### SUPPLIED TEXT:
───
SUPREME COURT OF ARIZONA
En Banc
STATE OF ARIZONA, ) Arizona Supreme Court
) No. CR-04-0234-PR
Appellee, )
) Court of Appeals
) Division Two
v. ) No. 2 CA-CR 03-0112
)
) Cochise County
SUDDEN RIO STROUD, ) Superior Court
) No. CR200200498
Appellant. )
__________________________________) O P I N I O N
Appeal from the Superior Court in Cochise County
The Honorable Charles A. Irwin, Judge
CONVICTION REINSTATED; REMANDED
Opinion of the Court of Appeals, Division Two
207 Ariz. 476, 88 P.3d 190 (App. 2004)
VACATED
TERRY GODDARD, ARIZONA ATTORNEY GENERAL Phoenix, AZ
by Randall M. Howe, Chief Counsel,
Criminal Appeals Section
and Diane Leigh Hunt, Assistant Attorney Tucson, AZ
General, Criminal Appeals Section
Attorneys for Appellee
LAW OFFICE OF STACY TAEUBER Madison, WI
by Stacy Taeuber
Attorney for Appellant
B E R C H, Justice
¶1 We are asked to resolve whether a conviction for the
crime of escape is sustainable under the facts of this case. We
conclude that sufficient evidence supports the jury’s verdict
and therefore reinstate the conviction. We have jurisdiction
pursuant to Article 6, Section 5(3) of the Arizona Constitution,
and Arizona Revised Statutes (“A.R.S.”) section 12-120.24
(2003).
FACTS AND PROCEDURAL BACKGROUND
¶2 Bisbee Police Officer William Silva saw Defendant
Sudden Rio Stroud sitting in a car. Knowing that there was an
outstanding felony warrant for Stroud’s arrest, Officer Silva
approached him. As Stroud got out of the car, Silva ordered him
to put his hands on the patrol car. Although he questioned why
he was being arrested, Stroud started to comply with the order.
When the officer advised him of the arrest warrant, Stroud tried
to evade Silva, but Silva grabbed Stroud’s shirt collar, shoved
him against the car and held him there, telling him that he was
under arrest. Stroud continued to struggle and kick, so Silva
used pepper spray in an effort to subdue him. Some of the spray
blew into Silva’s eyes, causing him to lose his grip on Stroud,
who broke free and fled. Another officer later apprehended
Stroud.
───
### DATA BLOCK:

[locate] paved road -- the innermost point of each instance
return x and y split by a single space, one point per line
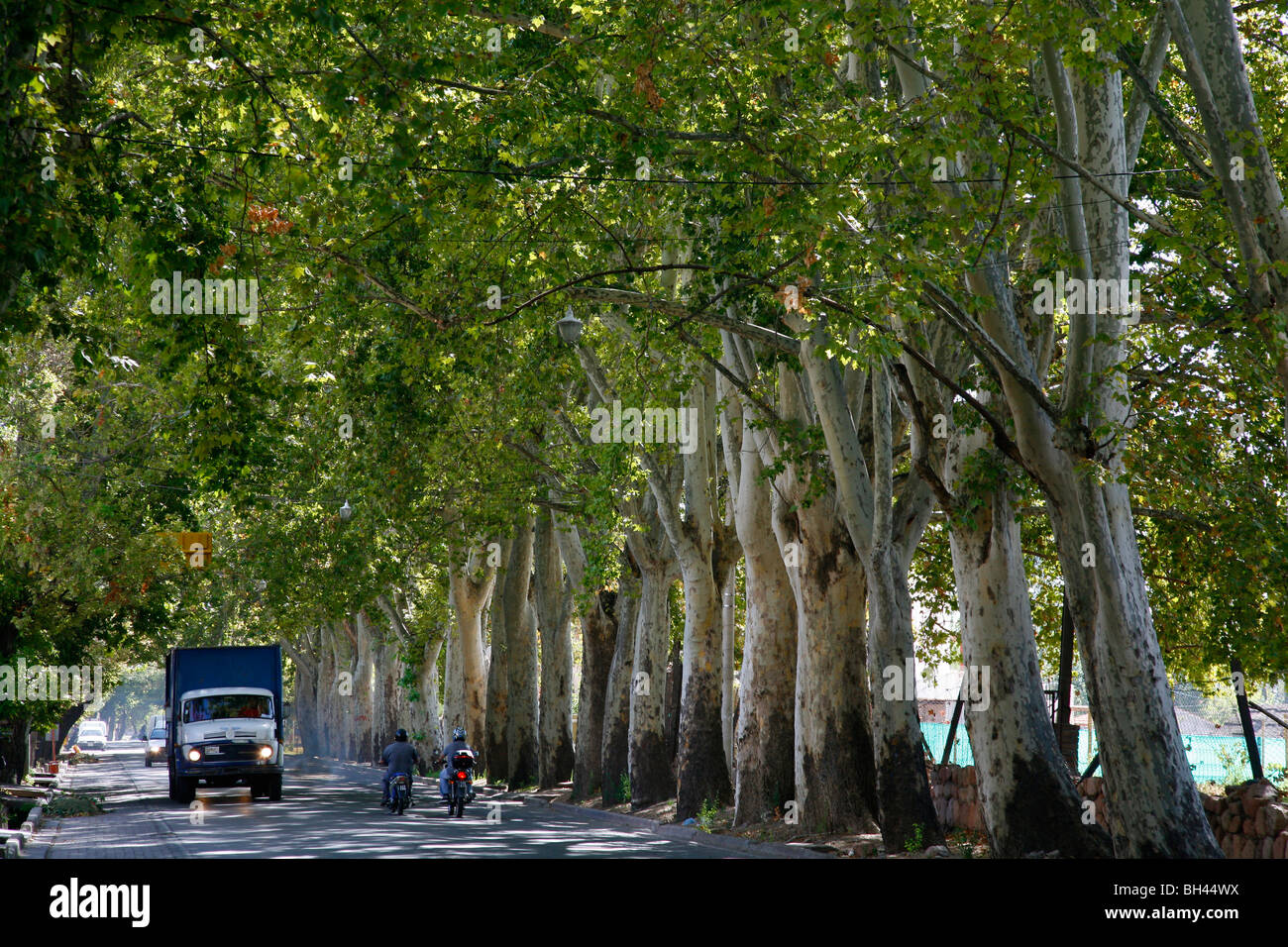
───
### EXERCISES:
A: Translate this sentence from the court opinion into Spanish: "Bisbee Police Officer William Silva saw Defendant Sudden Rio Stroud sitting in a car."
B: Pick up the court opinion after its final sentence and keep writing.

### RESPONSE LIST:
A: El agente de policía de Bisbee William Silva vio al acusado Sudden Rio Stroud sentado en un automóvil.

B:
¶3 As a result of the incident, Stroud was charged with
resisting arrest and second-degree escape. A jury convicted
Stroud of both counts, finding also that he was on probation
- 2 -
when he committed the offenses. The trial judge imposed
consecutive prison terms totaling four years.
¶4 On appeal, the court of appeals affirmed Stroud’s
conviction and sentence for resisting arrest, but vacated his
conviction and sentence for escape, finding the evidence
insufficient to establish that Stroud had been “in custody,” a
prerequisite to an escape. State v. Stroud, 207 Ariz. 476, 479-
80, 481, ¶¶ 12, 19, 88 P.3d 190, 193-94, 195 (App. 2004).
¶5 The State of Arizona petitioned this court for review.
A. Standard of Review
¶6 The State urges us to find that the court of appeals
erred in holding that the facts of this case cannot support
convictions for both resisting arrest and escape.1 See id. at
477-78, ¶ 4, 88 P.3d at 191-92. We review the sufficiency of
evidence presented at trial only to determine if substantial
evidence exists to support the jury verdict. See Hutcherson v.
City of Phoenix, 192 Ariz. 51, 53, ¶ 13, 961 P.2d 449, 451
(1998). Substantial evidence has been described as “more than a
‘mere scintilla’” of evidence; but it nonetheless must be
evidence that “reasonable persons could accept as sufficient to
support a guilty verdict beyond a reasonable doubt.” State v.
1
Stroud also questioned whether the trial court erred in
finding that consecutive sentences were required. The State now
concedes that the judge had discretion to impose concurrent
sentences. See infra section C, ¶¶ 18-22.
- 3 -
Hughes, 189 Ariz. 62, 73, 938 P.2d 457, 469 (1997) (quoting
State v. Mathers, 165 Ariz. 64, 67, 796 P.2d 866, 869 (1990)).
In determining whether substantial evidence exists, we view the
facts in the light most favorable to sustaining the jury verdict
and resolve all inferences against Stroud. State v. Arredondo,
155 Ariz. 314, 316, 746 P.2d 484, 486 (1987).2
B. Discussion
¶7 In Arizona, the crimes of resisting arrest and escape
are controlled by separate statutes, each having distinct
elements. A person commits the crime of resisting arrest by
intentionally preventing or attempting to prevent a
person reasonably known to him to be a peace officer
. . . from effecting an arrest by:
(1) Using or threatening to use physical force
against the peace officer or another; or
(2) Using any other means creating a substantial
risk of causing physical injury to the peace
officer or another.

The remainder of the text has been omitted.